→ Task
Restate word for word the entries below, starting with the line with "of the photographer" and continuing through the line with "of the bald". Include both of those lines and no others.

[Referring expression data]

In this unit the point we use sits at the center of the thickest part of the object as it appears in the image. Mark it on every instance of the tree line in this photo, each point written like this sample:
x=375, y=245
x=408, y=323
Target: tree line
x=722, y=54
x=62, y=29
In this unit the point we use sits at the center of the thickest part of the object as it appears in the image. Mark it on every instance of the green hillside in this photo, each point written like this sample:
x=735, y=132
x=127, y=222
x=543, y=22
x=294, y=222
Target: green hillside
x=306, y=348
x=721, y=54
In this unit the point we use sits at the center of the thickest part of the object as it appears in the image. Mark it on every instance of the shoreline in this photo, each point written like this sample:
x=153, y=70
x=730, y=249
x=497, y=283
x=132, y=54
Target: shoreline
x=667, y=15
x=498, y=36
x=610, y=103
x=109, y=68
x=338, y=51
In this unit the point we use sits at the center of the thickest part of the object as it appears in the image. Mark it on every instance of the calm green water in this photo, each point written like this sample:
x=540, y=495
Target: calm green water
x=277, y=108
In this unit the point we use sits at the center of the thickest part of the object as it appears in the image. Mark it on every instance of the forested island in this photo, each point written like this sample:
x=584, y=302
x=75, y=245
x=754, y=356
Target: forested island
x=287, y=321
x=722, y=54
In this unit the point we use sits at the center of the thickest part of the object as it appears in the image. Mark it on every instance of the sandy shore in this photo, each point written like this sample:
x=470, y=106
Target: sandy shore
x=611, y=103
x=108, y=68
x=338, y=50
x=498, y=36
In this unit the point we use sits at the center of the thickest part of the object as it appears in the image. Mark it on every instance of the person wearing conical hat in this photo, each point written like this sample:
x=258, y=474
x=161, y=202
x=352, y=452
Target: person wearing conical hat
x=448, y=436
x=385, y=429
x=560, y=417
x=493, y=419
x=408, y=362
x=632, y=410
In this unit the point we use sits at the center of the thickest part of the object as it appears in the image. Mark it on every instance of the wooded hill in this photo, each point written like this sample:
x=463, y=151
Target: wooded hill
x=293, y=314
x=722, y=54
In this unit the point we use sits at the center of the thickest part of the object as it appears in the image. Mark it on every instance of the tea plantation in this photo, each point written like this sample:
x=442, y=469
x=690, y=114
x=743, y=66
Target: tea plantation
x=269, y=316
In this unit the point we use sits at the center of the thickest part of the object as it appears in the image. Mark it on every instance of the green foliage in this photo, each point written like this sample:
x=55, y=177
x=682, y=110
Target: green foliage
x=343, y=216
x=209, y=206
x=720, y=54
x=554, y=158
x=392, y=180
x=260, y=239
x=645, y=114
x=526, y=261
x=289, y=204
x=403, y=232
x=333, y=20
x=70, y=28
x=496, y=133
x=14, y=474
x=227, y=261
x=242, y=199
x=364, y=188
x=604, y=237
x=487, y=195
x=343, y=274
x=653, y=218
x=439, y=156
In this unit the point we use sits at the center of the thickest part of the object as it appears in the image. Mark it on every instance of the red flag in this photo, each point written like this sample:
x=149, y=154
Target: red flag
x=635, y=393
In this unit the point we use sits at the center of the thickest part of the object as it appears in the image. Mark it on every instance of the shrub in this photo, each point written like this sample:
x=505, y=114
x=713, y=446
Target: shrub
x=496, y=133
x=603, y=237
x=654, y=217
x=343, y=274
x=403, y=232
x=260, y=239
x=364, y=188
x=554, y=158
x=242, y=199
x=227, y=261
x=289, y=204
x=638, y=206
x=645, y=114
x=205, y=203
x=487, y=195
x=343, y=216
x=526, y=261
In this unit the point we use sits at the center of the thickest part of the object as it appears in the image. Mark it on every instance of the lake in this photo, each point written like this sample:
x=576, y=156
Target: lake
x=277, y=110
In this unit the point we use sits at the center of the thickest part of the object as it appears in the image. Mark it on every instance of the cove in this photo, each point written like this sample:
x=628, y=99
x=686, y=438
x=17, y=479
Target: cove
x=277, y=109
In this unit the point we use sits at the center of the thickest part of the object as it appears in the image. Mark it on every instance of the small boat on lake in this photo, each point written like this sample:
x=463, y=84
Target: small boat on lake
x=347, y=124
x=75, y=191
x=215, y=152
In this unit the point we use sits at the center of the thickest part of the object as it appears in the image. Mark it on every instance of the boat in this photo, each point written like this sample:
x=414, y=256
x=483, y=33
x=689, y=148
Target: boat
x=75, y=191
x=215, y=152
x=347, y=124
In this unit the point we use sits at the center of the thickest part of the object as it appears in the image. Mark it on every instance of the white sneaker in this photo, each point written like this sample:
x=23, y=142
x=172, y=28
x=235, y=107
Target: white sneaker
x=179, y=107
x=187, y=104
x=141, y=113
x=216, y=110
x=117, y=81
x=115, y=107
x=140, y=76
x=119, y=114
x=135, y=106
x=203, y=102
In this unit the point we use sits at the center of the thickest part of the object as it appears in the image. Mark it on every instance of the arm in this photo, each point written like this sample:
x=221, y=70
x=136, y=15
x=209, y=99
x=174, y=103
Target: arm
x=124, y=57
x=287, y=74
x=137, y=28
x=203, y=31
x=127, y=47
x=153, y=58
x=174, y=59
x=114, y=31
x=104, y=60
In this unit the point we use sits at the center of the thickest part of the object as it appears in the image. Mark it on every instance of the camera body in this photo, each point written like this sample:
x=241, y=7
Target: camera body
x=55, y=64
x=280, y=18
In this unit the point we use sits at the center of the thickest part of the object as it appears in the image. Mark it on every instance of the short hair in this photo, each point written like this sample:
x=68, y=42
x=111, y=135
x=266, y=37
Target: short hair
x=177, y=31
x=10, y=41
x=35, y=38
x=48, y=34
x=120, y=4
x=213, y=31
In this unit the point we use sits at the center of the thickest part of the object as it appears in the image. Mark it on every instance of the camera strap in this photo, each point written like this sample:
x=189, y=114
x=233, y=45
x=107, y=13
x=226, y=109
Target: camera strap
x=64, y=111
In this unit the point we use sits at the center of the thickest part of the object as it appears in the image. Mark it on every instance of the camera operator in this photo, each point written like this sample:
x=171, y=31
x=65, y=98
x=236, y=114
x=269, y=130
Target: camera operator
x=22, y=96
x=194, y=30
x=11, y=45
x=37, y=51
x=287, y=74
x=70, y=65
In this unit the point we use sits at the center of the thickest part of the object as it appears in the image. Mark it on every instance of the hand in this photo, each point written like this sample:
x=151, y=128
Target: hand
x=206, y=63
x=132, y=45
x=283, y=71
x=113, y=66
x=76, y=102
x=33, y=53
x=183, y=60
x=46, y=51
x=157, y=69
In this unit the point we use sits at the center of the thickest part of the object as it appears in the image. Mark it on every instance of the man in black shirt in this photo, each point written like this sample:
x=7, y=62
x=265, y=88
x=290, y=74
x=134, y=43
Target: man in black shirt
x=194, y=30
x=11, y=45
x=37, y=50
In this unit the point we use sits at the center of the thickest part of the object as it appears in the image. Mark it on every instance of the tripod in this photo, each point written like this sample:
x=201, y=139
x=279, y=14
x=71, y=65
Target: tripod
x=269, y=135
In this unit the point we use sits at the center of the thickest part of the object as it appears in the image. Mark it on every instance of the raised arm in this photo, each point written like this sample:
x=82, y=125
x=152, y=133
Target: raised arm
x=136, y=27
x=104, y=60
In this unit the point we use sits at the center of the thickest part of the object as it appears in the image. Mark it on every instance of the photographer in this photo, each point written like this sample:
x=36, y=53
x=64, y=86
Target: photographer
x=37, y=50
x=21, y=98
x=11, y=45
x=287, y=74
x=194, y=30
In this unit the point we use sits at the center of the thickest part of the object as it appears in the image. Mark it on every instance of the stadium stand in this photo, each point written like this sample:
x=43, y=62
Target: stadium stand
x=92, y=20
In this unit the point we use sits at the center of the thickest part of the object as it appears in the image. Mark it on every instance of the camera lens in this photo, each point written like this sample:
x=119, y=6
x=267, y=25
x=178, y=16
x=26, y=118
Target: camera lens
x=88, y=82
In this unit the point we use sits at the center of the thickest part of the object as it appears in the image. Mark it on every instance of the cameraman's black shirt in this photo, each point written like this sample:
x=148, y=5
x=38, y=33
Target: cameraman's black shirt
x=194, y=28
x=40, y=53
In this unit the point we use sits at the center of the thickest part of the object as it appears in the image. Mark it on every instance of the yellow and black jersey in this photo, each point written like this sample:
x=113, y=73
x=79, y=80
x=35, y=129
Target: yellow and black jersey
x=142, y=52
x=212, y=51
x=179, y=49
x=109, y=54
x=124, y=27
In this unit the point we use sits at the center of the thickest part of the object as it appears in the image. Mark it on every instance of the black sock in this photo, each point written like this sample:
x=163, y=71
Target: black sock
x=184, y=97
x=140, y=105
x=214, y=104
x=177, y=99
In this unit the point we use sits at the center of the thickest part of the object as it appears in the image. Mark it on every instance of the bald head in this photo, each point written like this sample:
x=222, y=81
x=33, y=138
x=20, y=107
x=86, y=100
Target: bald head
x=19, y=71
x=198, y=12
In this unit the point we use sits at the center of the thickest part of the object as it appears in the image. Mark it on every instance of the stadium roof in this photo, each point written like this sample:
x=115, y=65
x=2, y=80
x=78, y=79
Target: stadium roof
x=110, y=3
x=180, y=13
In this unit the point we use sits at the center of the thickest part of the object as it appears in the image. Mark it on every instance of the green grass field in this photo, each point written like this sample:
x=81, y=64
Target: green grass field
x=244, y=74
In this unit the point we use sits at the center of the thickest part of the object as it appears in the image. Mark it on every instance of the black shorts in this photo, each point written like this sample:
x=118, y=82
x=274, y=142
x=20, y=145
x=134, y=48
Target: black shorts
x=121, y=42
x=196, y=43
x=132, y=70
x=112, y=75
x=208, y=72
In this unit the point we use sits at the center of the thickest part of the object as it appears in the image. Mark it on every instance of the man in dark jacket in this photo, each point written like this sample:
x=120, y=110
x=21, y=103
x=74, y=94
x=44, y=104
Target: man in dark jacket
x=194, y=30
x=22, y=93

→ Solution for this problem
In this unit the point we use sits at the center of the thickest part of the object as it appears in the image. Mark it on every instance of the photographer in this photo, each point written like this sample:
x=36, y=53
x=64, y=86
Target: photographer
x=37, y=50
x=21, y=98
x=11, y=45
x=287, y=74
x=194, y=30
In this unit the point we use sits at the center of the thickest part of the object as it appears in the image. Mark it on every instance of the stadium stand in this photo, each point written like this sample:
x=43, y=62
Target: stadium stand
x=92, y=20
In this unit the point we use sits at the center of the thickest part of the object as it appears in the image. Mark it on every instance of the camera lens in this photo, each point written like this sample:
x=119, y=6
x=267, y=25
x=178, y=16
x=26, y=118
Target: camera lens
x=88, y=82
In this unit the point we use sits at the center of the thickest part of the object as it appears in the image. Mark it on every instance of the cameraman's black shirt in this photo, each point written like this sample:
x=148, y=5
x=38, y=33
Target: cameraman's black shirt
x=194, y=28
x=40, y=53
In this unit the point we use sits at the center of the thickest part of the object as it appears in the image. Mark it on every instance of the yellow and black jersey in this photo, each point written like this sample:
x=113, y=73
x=79, y=80
x=35, y=129
Target: yellow and black jersey
x=142, y=52
x=212, y=51
x=179, y=49
x=109, y=54
x=124, y=27
In this unit the point we use sits at the center of the thickest part of the object as it appears in the image. Mark it on every instance of the black sock in this photo, each point written like this sample:
x=163, y=71
Target: black sock
x=184, y=97
x=140, y=105
x=214, y=104
x=177, y=99
In this unit the point we use sits at the center of the thickest part of the object as it appears in the image. Mark it on every instance of the bald head in this photo, each point written like this sample:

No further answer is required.